Anime is like chocolate: often, easily consumable with a machine-stamped taste and shape; less often, a rich, subtle experience you can’t quite understand after just one bite.
Fooly Cooly
The former type of anime, sugar-sweet with fan service, is its own art form. But its obvious character tropes and riffs on past blockbusters can strike too hard, leaving little to the imagination. Watch it once and you get the point. Others boast personalities so subtle, plots so mysterious and animation styles so complex that one watch isn’t enough to get the picture. In fact, it’s arguable that, for select few titles, the second watch is when you experience the real anime.
Below is my list of the five most rewatchable anime. Take a look and post your own in the comments:
Fooly Cooly
Fooly Cooly
Fooly Cooly is a completely different anime depending on when you watch it. In early adolescence (likely, late night on Adult Swim), it’s the story of a 12-year-old boy, his alien housekeeper, his perverted father and a delinquent, sad girl who hangs under a bridge, all against a dope stoner alt soundtrack. Later in adolescence, Fooly Cooly is a raunchy allegory about puberty and the embarrassment of losing control of your body. Into adulthood, it’s a genius work of art, with unparalleled animation, still about puberty, but also about whether alienating yourself from the chaotic world around you is the best way to deal.
Nana
Nana
I haven’t found another shōjo anime quite like Nana. Its characters are morally fluid, realer than nearly any fictional people I’d ever read or watched. At one moment, protagonist Nana Komatsu is impulsive, needy and completely ignorant of the world around her; and at others, she views her decisions from birds-eye, a wise woman detached from the person who lives out her actions. Likewise, counter-protagonist Nana Osaki is both wretchedly cold and consumingly in need of others’ love. Nana’s cast defies stereotype. Each watch highlights another character motivation previously overlooked.
# # # # #
**WRITTEN EXERCISE 1**
How many lines of the entries below contain the string "yellow", counting case? Give only the number.

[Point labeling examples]
# # # # #
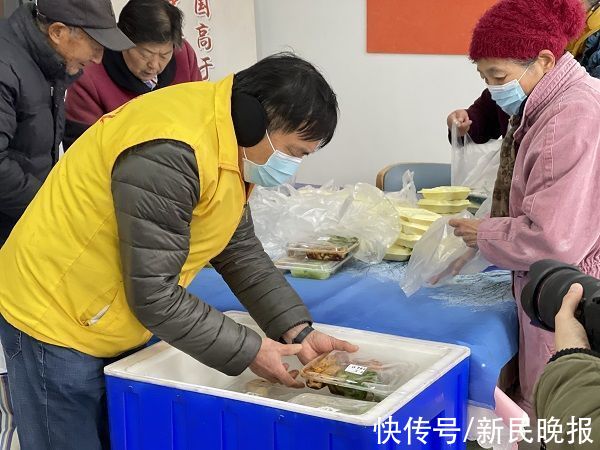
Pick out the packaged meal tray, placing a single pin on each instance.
(357, 376)
(324, 248)
(302, 267)
(413, 228)
(418, 216)
(333, 404)
(444, 206)
(397, 253)
(446, 193)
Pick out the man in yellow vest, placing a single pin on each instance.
(139, 204)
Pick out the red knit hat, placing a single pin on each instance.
(521, 29)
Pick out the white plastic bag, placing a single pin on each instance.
(439, 255)
(474, 165)
(286, 214)
(407, 196)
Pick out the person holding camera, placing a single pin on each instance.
(548, 184)
(569, 385)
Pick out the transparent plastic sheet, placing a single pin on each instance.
(407, 196)
(286, 214)
(440, 255)
(474, 165)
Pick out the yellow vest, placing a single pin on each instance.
(592, 26)
(60, 269)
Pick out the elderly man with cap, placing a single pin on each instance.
(42, 49)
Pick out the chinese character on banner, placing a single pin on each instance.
(205, 66)
(204, 40)
(202, 8)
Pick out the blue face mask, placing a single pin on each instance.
(279, 168)
(509, 96)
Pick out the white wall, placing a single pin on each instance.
(393, 107)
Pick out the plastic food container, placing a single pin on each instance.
(413, 228)
(444, 206)
(407, 240)
(324, 248)
(333, 404)
(357, 376)
(302, 267)
(418, 216)
(446, 193)
(398, 253)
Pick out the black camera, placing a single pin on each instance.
(542, 297)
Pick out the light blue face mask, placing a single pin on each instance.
(509, 96)
(279, 168)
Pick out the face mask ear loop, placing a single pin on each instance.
(271, 143)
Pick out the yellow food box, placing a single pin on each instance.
(418, 215)
(444, 206)
(407, 240)
(446, 193)
(397, 253)
(413, 228)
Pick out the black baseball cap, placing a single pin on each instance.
(95, 17)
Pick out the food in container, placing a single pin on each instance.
(324, 248)
(356, 375)
(303, 267)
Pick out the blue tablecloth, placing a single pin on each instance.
(476, 311)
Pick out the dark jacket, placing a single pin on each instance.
(155, 189)
(32, 89)
(104, 87)
(489, 121)
(568, 388)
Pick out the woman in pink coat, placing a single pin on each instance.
(546, 197)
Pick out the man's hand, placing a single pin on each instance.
(569, 331)
(460, 117)
(269, 366)
(466, 229)
(454, 267)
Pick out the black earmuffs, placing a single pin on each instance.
(249, 119)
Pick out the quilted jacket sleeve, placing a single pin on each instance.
(155, 188)
(258, 284)
(17, 188)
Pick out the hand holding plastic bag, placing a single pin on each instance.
(474, 165)
(440, 255)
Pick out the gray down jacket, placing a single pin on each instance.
(155, 188)
(32, 90)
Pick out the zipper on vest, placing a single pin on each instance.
(97, 317)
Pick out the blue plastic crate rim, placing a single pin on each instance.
(164, 365)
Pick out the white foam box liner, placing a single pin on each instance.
(164, 365)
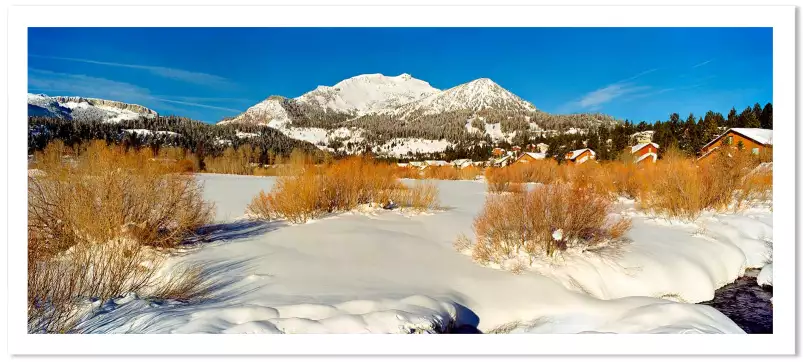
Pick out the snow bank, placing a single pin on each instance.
(399, 147)
(403, 276)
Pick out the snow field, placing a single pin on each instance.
(393, 273)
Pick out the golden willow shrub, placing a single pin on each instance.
(679, 187)
(90, 218)
(339, 186)
(544, 221)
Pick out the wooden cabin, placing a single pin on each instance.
(580, 156)
(528, 157)
(754, 140)
(644, 152)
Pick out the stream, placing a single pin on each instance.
(746, 303)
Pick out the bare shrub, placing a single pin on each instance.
(422, 196)
(541, 171)
(546, 220)
(92, 222)
(441, 173)
(678, 187)
(469, 173)
(462, 243)
(503, 179)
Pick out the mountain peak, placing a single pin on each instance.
(368, 93)
(476, 95)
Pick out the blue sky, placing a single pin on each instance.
(208, 73)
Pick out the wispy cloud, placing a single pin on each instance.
(83, 85)
(165, 72)
(703, 63)
(660, 91)
(88, 86)
(638, 75)
(595, 99)
(196, 105)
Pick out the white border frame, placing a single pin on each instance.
(781, 18)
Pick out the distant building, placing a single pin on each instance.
(755, 140)
(461, 163)
(642, 137)
(644, 152)
(418, 164)
(503, 161)
(580, 156)
(528, 157)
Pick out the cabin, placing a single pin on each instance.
(438, 163)
(644, 152)
(642, 137)
(528, 157)
(755, 140)
(580, 156)
(417, 164)
(461, 163)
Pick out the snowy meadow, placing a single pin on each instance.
(405, 256)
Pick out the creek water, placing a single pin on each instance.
(746, 303)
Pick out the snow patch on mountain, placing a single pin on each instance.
(400, 147)
(80, 108)
(368, 93)
(476, 95)
(269, 112)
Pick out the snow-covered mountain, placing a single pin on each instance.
(389, 113)
(271, 112)
(356, 96)
(474, 96)
(79, 108)
(369, 93)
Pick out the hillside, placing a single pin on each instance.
(402, 115)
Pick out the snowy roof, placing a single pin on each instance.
(642, 157)
(501, 160)
(461, 161)
(764, 136)
(535, 155)
(573, 154)
(760, 135)
(639, 146)
(436, 163)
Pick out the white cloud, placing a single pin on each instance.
(165, 72)
(703, 63)
(604, 95)
(94, 87)
(595, 99)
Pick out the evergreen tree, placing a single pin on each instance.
(732, 118)
(766, 116)
(751, 121)
(689, 135)
(757, 110)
# # # # #
**WRITTEN EXERCISE 2**
Transcribe the part of the piece on rewatchable anime that begins at the words "Anime is like" and stops after "just one bite.".

**FULL RESPONSE 1**
3

**FULL RESPONSE 2**
Anime is like chocolate: often, easily consumable with a machine-stamped taste and shape; less often, a rich, subtle experience you can’t quite understand after just one bite.